(Point-based annotation data)
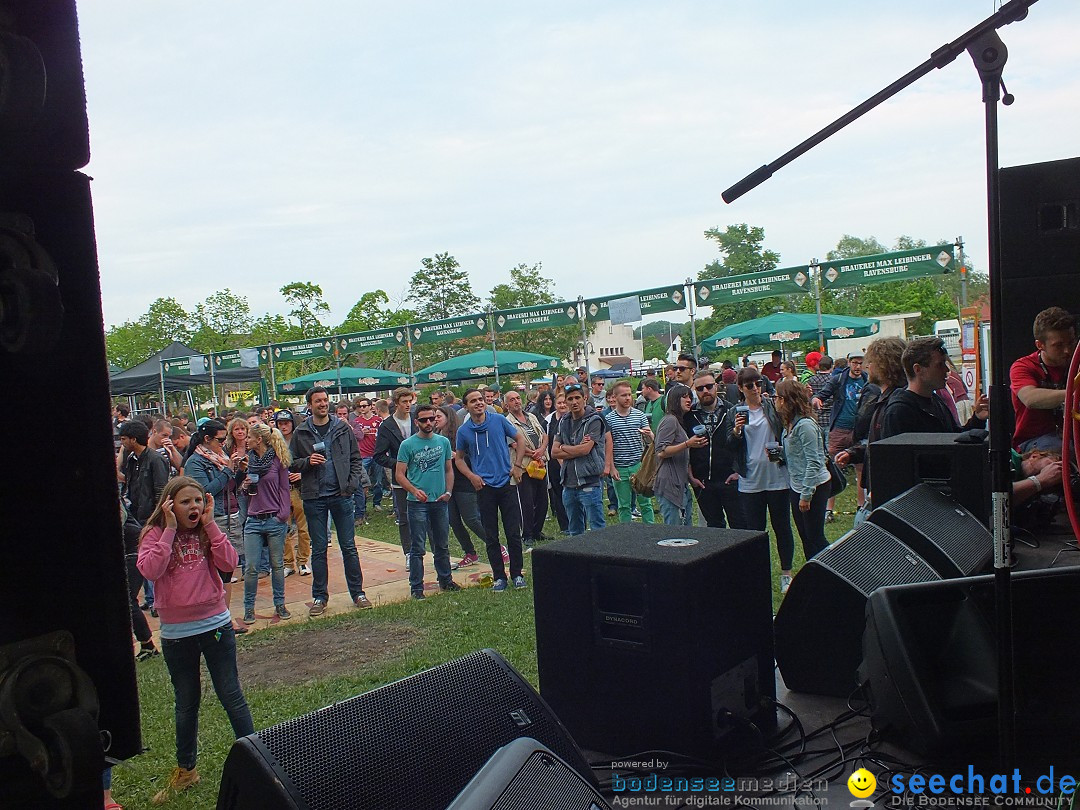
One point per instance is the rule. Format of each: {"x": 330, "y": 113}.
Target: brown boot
{"x": 180, "y": 779}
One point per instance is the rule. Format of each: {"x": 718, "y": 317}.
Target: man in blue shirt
{"x": 424, "y": 471}
{"x": 484, "y": 458}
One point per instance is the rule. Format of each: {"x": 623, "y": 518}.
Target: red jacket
{"x": 186, "y": 583}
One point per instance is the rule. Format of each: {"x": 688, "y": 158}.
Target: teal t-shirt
{"x": 424, "y": 461}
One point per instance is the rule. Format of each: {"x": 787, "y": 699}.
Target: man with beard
{"x": 713, "y": 464}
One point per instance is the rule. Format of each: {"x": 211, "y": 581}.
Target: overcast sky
{"x": 253, "y": 144}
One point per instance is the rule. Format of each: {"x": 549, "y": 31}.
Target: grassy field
{"x": 441, "y": 629}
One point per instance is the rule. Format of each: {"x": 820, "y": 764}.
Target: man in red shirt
{"x": 1038, "y": 382}
{"x": 771, "y": 370}
{"x": 365, "y": 424}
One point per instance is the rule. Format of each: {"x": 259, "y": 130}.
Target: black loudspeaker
{"x": 66, "y": 659}
{"x": 943, "y": 532}
{"x": 1040, "y": 246}
{"x": 819, "y": 626}
{"x": 930, "y": 660}
{"x": 657, "y": 637}
{"x": 525, "y": 774}
{"x": 409, "y": 745}
{"x": 958, "y": 469}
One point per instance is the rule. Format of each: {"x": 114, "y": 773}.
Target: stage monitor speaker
{"x": 960, "y": 470}
{"x": 943, "y": 532}
{"x": 526, "y": 774}
{"x": 1040, "y": 246}
{"x": 819, "y": 626}
{"x": 930, "y": 659}
{"x": 652, "y": 636}
{"x": 409, "y": 745}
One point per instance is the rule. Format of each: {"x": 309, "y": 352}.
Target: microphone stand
{"x": 989, "y": 55}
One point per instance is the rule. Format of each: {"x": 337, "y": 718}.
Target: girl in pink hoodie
{"x": 183, "y": 550}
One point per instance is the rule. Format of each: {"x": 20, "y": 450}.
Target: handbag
{"x": 642, "y": 481}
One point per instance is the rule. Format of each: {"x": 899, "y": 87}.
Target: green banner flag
{"x": 363, "y": 341}
{"x": 304, "y": 349}
{"x": 535, "y": 318}
{"x": 747, "y": 286}
{"x": 658, "y": 299}
{"x": 883, "y": 267}
{"x": 451, "y": 328}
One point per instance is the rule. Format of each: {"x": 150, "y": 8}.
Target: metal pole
{"x": 495, "y": 351}
{"x": 815, "y": 269}
{"x": 693, "y": 325}
{"x": 584, "y": 336}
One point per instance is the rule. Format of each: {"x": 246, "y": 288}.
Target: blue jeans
{"x": 376, "y": 474}
{"x": 339, "y": 509}
{"x": 272, "y": 531}
{"x": 218, "y": 648}
{"x": 584, "y": 504}
{"x": 432, "y": 516}
{"x": 677, "y": 514}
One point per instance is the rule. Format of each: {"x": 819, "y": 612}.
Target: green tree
{"x": 529, "y": 287}
{"x": 221, "y": 321}
{"x": 742, "y": 251}
{"x": 133, "y": 341}
{"x": 441, "y": 289}
{"x": 306, "y": 299}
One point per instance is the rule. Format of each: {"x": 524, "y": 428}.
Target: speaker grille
{"x": 415, "y": 743}
{"x": 945, "y": 524}
{"x": 867, "y": 558}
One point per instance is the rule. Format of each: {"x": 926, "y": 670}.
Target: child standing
{"x": 183, "y": 550}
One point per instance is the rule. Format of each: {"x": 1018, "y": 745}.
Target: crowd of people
{"x": 254, "y": 494}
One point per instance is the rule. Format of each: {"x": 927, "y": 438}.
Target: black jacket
{"x": 714, "y": 461}
{"x": 345, "y": 454}
{"x": 737, "y": 444}
{"x": 908, "y": 413}
{"x": 387, "y": 442}
{"x": 146, "y": 475}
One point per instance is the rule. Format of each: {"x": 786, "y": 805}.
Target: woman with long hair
{"x": 208, "y": 464}
{"x": 462, "y": 510}
{"x": 268, "y": 511}
{"x": 183, "y": 550}
{"x": 754, "y": 432}
{"x": 673, "y": 449}
{"x": 805, "y": 456}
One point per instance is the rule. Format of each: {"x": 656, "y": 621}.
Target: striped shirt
{"x": 626, "y": 441}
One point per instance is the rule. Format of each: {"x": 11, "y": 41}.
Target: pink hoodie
{"x": 186, "y": 584}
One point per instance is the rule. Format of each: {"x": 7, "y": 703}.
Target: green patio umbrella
{"x": 783, "y": 327}
{"x": 353, "y": 380}
{"x": 483, "y": 364}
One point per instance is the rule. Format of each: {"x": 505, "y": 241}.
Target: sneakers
{"x": 180, "y": 779}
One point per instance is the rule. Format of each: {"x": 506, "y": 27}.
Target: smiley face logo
{"x": 862, "y": 783}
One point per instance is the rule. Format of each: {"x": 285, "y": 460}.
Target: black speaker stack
{"x": 657, "y": 637}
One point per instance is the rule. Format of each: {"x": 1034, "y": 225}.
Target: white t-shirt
{"x": 761, "y": 474}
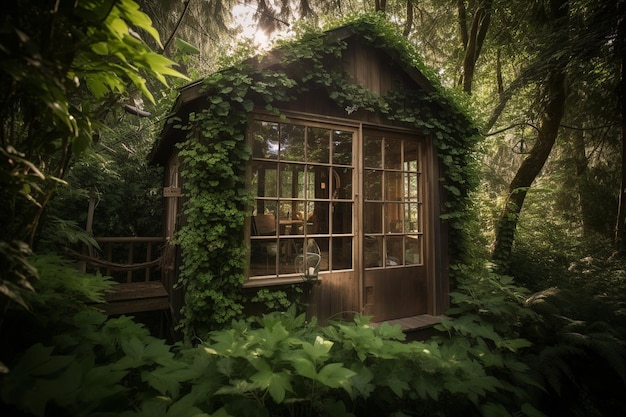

**Task goal:**
Count the lines above that contain the word "jacket", treating case as significant, and give only the number.

**Result for this task:**
2